───── Source ─────
"Service Engine Soon" light

My Service engine soon light has been on intermittently for 3 years, every time they check it, nothing is wrong. Now the dealer tells me I need a Mass Airflow Sensor replaced to the tune of $1100. My question is: I see these parts on line for $150-250, Why such a difference in price and can I just fix it with the on-line part replacement, or do I have to go through the Nissan dealer. Car is a 2000 Nissan Sentra GXE. Car drives fine, by the way.

You don’t have to go to the Nissan dealer for anything! Run! Run! Run to a good independent shop. You pocket book will say, “Merry Christmas!”.

Even before that, check your Owner’s Manual to see what “Service Engine Soon” light means. In many cars this light is just a reminder to get the regular scheduled oil change or other regular maintenance (that is, the Service Engine Soon light does not indicate a problem – which could explain why there was nothing wrong! The Manual will also tell you how to turn off the “Service Engine Soon” reminder light.). On those kinds of car there is a second light (or lights) that tell you that you have a problem. Some names for those are CEL (Check Engine Light) or MIL (I dunno). Again, your Owner’s Manual will explain them.

After that, find a good, reliable mechanic – unless your Dealer has invited you for a cruise on the yacht that he wants you to help him buy. (SOME Dealers are good and reliable. But one of those would have explained to you what the light meant and why there was nothing wrong.)
───── Material provided ─────
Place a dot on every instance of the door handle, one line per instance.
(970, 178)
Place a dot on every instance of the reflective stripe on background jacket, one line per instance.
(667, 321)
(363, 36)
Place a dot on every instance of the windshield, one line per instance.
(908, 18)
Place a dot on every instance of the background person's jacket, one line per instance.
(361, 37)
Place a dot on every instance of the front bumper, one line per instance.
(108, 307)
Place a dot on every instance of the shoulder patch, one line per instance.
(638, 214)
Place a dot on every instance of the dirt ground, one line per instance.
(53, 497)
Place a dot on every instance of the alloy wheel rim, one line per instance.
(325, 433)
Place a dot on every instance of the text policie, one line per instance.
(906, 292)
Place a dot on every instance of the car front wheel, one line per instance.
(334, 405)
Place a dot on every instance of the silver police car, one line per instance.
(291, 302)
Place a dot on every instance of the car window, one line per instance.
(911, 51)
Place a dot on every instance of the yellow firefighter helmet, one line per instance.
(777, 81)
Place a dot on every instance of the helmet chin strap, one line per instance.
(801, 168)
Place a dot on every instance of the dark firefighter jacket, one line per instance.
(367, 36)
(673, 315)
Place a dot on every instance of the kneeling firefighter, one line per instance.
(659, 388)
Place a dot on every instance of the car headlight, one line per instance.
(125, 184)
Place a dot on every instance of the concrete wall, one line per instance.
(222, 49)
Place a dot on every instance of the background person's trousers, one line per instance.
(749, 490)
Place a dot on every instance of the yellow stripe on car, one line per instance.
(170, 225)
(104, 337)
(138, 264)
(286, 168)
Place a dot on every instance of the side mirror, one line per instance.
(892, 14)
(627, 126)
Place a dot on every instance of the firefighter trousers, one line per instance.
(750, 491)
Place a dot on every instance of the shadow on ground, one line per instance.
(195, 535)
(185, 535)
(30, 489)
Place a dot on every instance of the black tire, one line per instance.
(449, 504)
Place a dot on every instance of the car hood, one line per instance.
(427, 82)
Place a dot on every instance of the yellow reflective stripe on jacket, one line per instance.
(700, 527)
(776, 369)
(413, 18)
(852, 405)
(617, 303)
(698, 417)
─────
* [What this task involves]:
In the post about the "Service Engine Soon" light, replace "independent shop" with "independent garage" in the part between "You don’t have" and "will explain them.", inclusive, and write out that part again.

* [Task answer]:
You don’t have to go to the Nissan dealer for anything! Run! Run! Run to a good independent garage. You pocket book will say, “Merry Christmas!”.

Even before that, check your Owner’s Manual to see what “Service Engine Soon” light means. In many cars this light is just a reminder to get the regular scheduled oil change or other regular maintenance (that is, the Service Engine Soon light does not indicate a problem – which could explain why there was nothing wrong! The Manual will also tell you how to turn off the “Service Engine Soon” reminder light.). On those kinds of car there is a second light (or lights) that tell you that you have a problem. Some names for those are CEL (Check Engine Light) or MIL (I dunno). Again, your Owner’s Manual will explain them.